◆ **The task**:
The whole listing is to be printed again exactly.
———
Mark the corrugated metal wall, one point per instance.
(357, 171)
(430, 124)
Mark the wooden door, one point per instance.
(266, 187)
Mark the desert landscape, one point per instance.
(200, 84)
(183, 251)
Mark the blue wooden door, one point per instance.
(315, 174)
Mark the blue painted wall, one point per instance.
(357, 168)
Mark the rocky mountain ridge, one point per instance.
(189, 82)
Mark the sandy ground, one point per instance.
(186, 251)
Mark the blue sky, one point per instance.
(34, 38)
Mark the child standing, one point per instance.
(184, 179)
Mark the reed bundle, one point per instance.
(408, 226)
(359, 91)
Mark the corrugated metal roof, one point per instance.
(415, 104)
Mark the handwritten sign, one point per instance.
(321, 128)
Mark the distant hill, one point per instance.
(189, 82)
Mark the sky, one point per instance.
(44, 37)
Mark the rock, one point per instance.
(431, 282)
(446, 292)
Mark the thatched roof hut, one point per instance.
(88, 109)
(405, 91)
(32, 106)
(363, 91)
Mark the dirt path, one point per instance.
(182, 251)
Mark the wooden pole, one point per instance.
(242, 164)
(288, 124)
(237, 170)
———
◆ **Finished task**:
Mark the corrugated metal wall, one point per instance.
(357, 171)
(430, 124)
Mark the wooden door, one point per instance.
(266, 187)
Mark the desert landscape, one point per instance.
(200, 84)
(183, 251)
Mark the blue wooden door, one point per instance.
(315, 174)
Mark the blue painted wall, one point per instance.
(357, 168)
Mark the rocky mountain ridge, one point per instance.
(189, 82)
Mark the sandy ground, one point per instance.
(186, 251)
Mark the blue sky, one point per instance.
(34, 38)
Mark the child standing, one point per instance.
(184, 179)
Mark the reed bundle, one point per instance.
(408, 226)
(359, 91)
Mark the corrugated metal roof, one point per instance.
(415, 104)
Mark the handwritten sign, one point per instance.
(321, 128)
Mark the distant hill, one point per instance.
(189, 82)
Mark the sky, one point per instance.
(44, 37)
Mark the rock, one point per instance.
(431, 282)
(446, 292)
Mark the thatched roof hut, one point per instance.
(88, 109)
(405, 91)
(32, 106)
(363, 91)
Mark the dirt path, one point per instance.
(182, 251)
Mark the wooden pole, one point per instance.
(242, 164)
(288, 124)
(237, 170)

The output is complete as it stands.